Set the entries below down again, please. Match them exactly.

(Point-per-instance localization data)
•••••
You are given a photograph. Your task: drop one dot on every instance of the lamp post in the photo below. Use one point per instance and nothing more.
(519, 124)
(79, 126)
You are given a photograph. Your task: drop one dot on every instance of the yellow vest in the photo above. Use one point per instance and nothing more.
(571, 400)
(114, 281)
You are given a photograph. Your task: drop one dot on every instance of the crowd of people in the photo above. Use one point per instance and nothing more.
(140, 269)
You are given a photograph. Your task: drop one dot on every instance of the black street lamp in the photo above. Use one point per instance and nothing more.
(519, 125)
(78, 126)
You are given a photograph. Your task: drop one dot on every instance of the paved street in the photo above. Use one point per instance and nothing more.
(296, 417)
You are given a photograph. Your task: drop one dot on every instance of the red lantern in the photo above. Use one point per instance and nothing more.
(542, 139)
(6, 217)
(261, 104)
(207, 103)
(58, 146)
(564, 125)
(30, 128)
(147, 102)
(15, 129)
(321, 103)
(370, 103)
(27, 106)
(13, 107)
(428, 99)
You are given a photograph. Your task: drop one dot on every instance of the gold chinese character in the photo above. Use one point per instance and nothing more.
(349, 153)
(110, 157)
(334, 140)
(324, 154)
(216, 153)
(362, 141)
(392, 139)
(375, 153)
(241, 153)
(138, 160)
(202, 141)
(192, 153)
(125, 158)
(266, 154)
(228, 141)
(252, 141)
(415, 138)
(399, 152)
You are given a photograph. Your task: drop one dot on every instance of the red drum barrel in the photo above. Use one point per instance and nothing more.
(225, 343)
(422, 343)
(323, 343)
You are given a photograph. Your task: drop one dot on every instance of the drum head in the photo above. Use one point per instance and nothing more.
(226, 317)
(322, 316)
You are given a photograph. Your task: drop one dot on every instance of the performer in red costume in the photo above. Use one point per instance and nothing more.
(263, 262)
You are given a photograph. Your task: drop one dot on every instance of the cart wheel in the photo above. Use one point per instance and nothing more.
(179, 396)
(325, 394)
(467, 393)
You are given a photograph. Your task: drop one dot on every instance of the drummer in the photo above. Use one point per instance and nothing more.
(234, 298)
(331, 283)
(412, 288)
•••••
## Finished task
You are given a photograph. Your task: drop one dot on every instance of the lamp post in the photo below. Use one point per instance and nothing more.
(519, 124)
(79, 126)
You are given a photograph. Your task: drop one dot on every instance of the yellow vest in the photo above. Use one point per instance and nothing more.
(571, 400)
(114, 281)
You are given a photograph. Your task: drop one dot on every instance of the crowd of people in the photo above. Use one point per instance and nothing more.
(140, 269)
You are given a photograph. Your task: drop one dot on every instance of the black street lamp in the photo above. Use one point per instance and nothing more.
(519, 125)
(78, 126)
You are given a photograph. Your task: drop one dot on every instance of the paved street in the photo above. Use one point per instance and nothing more.
(296, 417)
You are given a photograph. Your task: drop one dot on every instance of the red lantern in the photo above. Use one point per instance and nothing more.
(542, 139)
(6, 217)
(261, 104)
(207, 103)
(58, 146)
(564, 125)
(30, 128)
(147, 102)
(15, 129)
(321, 103)
(370, 103)
(27, 106)
(13, 107)
(428, 99)
You are given a photograph. Your task: drop one dot on every instance of the gold chinese character in the photo above. Use one point per instance and nothing more.
(349, 153)
(110, 157)
(334, 140)
(324, 154)
(216, 153)
(362, 141)
(392, 139)
(375, 153)
(241, 153)
(138, 160)
(202, 141)
(192, 153)
(125, 158)
(266, 154)
(228, 141)
(252, 141)
(415, 138)
(399, 152)
You are given a photograph. Your task: drop one dot on every instance of the red drum barrel in the photo above. Use one point per instance and nothing more.
(225, 343)
(422, 343)
(323, 343)
You are given a photograph. Your task: drop one dot on every instance of the drum head in the photo above. Use one point per instance and nothing more.
(226, 317)
(322, 316)
You are given a photograph. Your task: drop one dot on every instance of the performer in red costume in the photo above. Use one point per instance and nothing more.
(263, 262)
You are given a photograph. Your task: drop one dot on every instance of the cart wheel in the photo above. Use one point per instance and nothing more.
(179, 396)
(325, 394)
(467, 393)
You are given a photograph. Your task: drop one dot on every instance of the drummer in the photo above. Use one point per instance and nothing more.
(234, 298)
(331, 283)
(412, 288)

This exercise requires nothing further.